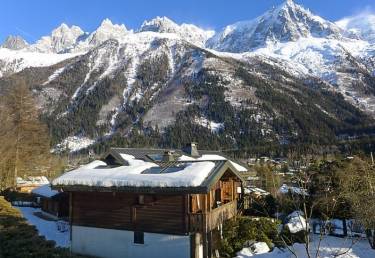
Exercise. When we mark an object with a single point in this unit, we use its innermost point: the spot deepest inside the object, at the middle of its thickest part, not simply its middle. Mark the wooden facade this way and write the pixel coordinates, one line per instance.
(197, 215)
(57, 206)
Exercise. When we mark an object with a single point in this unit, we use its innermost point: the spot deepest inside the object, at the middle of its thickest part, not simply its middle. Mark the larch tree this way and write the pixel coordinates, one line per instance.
(25, 144)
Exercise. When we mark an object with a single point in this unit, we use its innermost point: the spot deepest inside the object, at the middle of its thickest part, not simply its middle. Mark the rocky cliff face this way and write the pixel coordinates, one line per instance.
(286, 77)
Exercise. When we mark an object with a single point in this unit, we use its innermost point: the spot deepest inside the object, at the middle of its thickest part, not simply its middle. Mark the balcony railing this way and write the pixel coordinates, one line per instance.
(199, 221)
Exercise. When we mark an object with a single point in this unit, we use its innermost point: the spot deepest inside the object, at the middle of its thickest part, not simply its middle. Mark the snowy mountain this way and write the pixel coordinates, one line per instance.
(361, 26)
(188, 32)
(14, 43)
(285, 23)
(61, 39)
(106, 31)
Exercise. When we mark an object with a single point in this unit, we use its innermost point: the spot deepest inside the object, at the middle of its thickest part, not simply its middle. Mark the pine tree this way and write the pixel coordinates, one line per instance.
(25, 144)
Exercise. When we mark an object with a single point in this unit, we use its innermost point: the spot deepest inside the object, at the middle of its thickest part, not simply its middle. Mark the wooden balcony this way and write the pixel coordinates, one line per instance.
(198, 222)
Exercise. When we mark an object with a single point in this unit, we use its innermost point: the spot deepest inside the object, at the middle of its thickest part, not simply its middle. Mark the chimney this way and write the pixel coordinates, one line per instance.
(192, 149)
(168, 156)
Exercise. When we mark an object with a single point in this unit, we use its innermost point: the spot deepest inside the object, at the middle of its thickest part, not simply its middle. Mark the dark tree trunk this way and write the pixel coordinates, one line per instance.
(371, 237)
(345, 227)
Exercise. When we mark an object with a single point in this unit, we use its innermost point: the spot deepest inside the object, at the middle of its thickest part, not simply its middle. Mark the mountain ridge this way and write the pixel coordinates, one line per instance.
(162, 81)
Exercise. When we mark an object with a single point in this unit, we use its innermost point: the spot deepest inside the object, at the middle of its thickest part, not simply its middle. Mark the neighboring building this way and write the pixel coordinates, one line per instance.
(51, 201)
(151, 203)
(28, 184)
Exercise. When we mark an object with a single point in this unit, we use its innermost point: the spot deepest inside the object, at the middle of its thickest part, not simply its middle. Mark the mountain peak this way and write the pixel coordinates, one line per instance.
(287, 22)
(106, 30)
(107, 24)
(62, 38)
(360, 26)
(160, 24)
(14, 43)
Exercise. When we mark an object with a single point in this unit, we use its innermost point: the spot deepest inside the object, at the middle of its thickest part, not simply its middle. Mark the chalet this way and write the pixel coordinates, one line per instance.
(51, 201)
(26, 185)
(140, 203)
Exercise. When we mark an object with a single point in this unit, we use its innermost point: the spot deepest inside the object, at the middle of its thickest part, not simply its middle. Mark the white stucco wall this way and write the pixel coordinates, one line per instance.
(111, 243)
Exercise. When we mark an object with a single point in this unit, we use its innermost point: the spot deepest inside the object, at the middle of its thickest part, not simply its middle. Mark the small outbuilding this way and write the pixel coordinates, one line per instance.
(51, 201)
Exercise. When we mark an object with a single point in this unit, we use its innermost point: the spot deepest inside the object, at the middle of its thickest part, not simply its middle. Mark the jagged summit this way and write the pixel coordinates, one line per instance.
(286, 22)
(188, 32)
(160, 24)
(107, 30)
(14, 43)
(361, 26)
(61, 39)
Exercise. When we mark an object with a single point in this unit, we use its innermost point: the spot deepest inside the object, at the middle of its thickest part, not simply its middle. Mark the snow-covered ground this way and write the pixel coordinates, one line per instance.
(74, 143)
(330, 247)
(46, 228)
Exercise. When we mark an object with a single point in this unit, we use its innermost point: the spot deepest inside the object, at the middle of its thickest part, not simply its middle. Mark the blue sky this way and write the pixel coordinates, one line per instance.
(33, 19)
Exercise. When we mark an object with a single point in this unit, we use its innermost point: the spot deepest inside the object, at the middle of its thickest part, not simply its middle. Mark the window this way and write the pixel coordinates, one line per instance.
(139, 238)
(141, 199)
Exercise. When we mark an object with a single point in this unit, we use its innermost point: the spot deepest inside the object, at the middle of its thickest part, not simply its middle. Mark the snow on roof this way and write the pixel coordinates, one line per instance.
(45, 191)
(32, 180)
(137, 174)
(296, 222)
(213, 157)
(284, 189)
(252, 189)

■ Description of the task ■
Apart from its pictures, the data is to be repeated exactly.

■ Response to the task ■
Exercise. When we mark an object with a single point in this unit, we use its innermost point: the spot deepest inside the object, at the middle of its thickest part, not simply its middle. Mark the wooden facade this way and write the pixel coordinates, one line per instance.
(197, 215)
(57, 206)
Exercise. When we mark an object with a single point in this unit, we use its innermost point: the spot deepest inside the object, at the middle of its thickest part, not simply its middle. Mark the larch tree this way and write the pixel coordinates, one line per instance.
(25, 144)
Exercise. When we mark an object with a single point in this unit, we use its innermost point: the spot deepest inside the object, at the middle of its thickest part, not simply its middle. Mark the rocky cliff face this way and write the pixel coordinates, one line per instance.
(286, 77)
Exercise. When we mark an object with a single point in this unit, we use its innermost point: the spot deepest inside the object, at the middle of its thickest part, not simply its middle. Mark the balcony railing this way and write the pixel coordinates, one line per instance.
(199, 221)
Exercise. When we mark an object with a single point in this unit, we use its innermost point: the spot deepest inside the object, at the middle of its thickest part, not simply its middle. Mark the snowy mountain this way and write the pixel coordinates, one line per instance.
(361, 26)
(188, 32)
(14, 43)
(285, 23)
(61, 39)
(106, 31)
Exercise. When we mark an object with a single point in this unit, we use its innermost point: the spot deepest inside the object, at the middle of its thickest part, not simply its middle. Mark the pine tree this way and write the pixel coordinates, one line per instance.
(25, 144)
Exercise. When we mark an object with a single point in this unit, we use its innermost point: the spot deepest inside the object, at the middle of its thickest part, not simply its middle. Mark the wooden balcony this way and write the pixel coordinates, one line per instance.
(198, 222)
Exercise. When we mark an object with a single point in this unit, we use its innermost point: the spot deepest inside the object, at the middle of its thickest part, not simply its middle. Mark the chimney this way and write the pixel coordinates, one line per instance.
(192, 149)
(168, 156)
Exercise. When we mark an object with a single point in this unit, we use its innermost point: the spot deepest inside the object, at the middle of its thickest part, not simply its middle. Mark the dark tree trunk this way and write the pixel coordinates, one line per instance.
(371, 237)
(345, 227)
Exercise. When we mark an object with a single point in this unit, we use its innermost point: the spot deepest inside the object, at the middle of its thickest part, not simply its middle. Mark the mountain ridge this way and write the pixel coordinates, one line per instance.
(162, 81)
Exercise. When we mark an object with a single point in this unit, we use its innermost point: the spot deepest inside the object, at the middle of its thickest part, not simply its middle. Mark the neighboring building this way and write the pixel coordinates, one line per instance.
(51, 201)
(151, 203)
(28, 184)
Exercise. When we mark an object with a single point in this unit, we use its innermost point: the spot deepest inside the object, at the middle of its thickest part, not simply its middle. Mark the mountain peak this way and write the pixel coordinates, one line per instance.
(287, 22)
(106, 30)
(107, 24)
(62, 38)
(360, 26)
(160, 24)
(14, 43)
Exercise. When we mark an object with a single point in this unit, we use its innermost point: the spot deepest inside the object, at the middle of its thickest part, not simply its middle. Mark the chalet this way and write the pixel coordinates, one line per instance.
(51, 201)
(26, 185)
(140, 203)
Exercise. When we mark an object with a single point in this unit, we use its innermost point: the spot deepest inside the object, at the middle of its thickest part, not simply its middle. Mark the white stucco wall this way and write the pixel coordinates, one line per instance.
(111, 243)
Exercise. When we mark an object with a single point in this unit, we use its innermost point: the spot deepest inside the object, at the middle of its thickest part, not simply its middle. Mark the small outbuilding this way and write the pixel coordinates, one line per instance.
(51, 201)
Exercise. When we mark an object with a single point in this unit, we use its innermost point: the spot deepest inside the object, at the middle of its thickest part, not simply its middle. Mark the jagged summit this way and write the pixel coordinates, one line per instance.
(286, 22)
(188, 32)
(160, 24)
(107, 30)
(14, 43)
(361, 26)
(61, 39)
Exercise. When we mark an object with a single point in this unit, we use its innermost point: the spot deepest inside the object, at the middle of its thickest part, not simply its middle. Mark the snow-covered ground this way and write the pixel coordinates, one line per instance.
(74, 143)
(330, 247)
(46, 228)
Exercise. When we mark an object with a single point in this unit, we use its innermost point: the spot deepest inside the object, at the middle of its thickest part, not simply its middle. Mark the blue sky this way and write the pixel coordinates, one line per instance.
(33, 19)
Exercise. When we mark an object with a single point in this unit, we use its innermost point: the spot deepest inside the object, at the middle of its thickest part, not simply its middle. Mark the window this way and write the pixel coordinates, one line per instance.
(139, 238)
(141, 199)
Exercise. When we mark an object with a single point in this unit, we use its innermost point: the spot deepest inside the object, at the middle of its thickest part, not simply its middle. Mark the snow on roof this way and write the pixel coordinates, one line per instance.
(45, 191)
(32, 180)
(137, 174)
(296, 222)
(213, 157)
(284, 189)
(252, 189)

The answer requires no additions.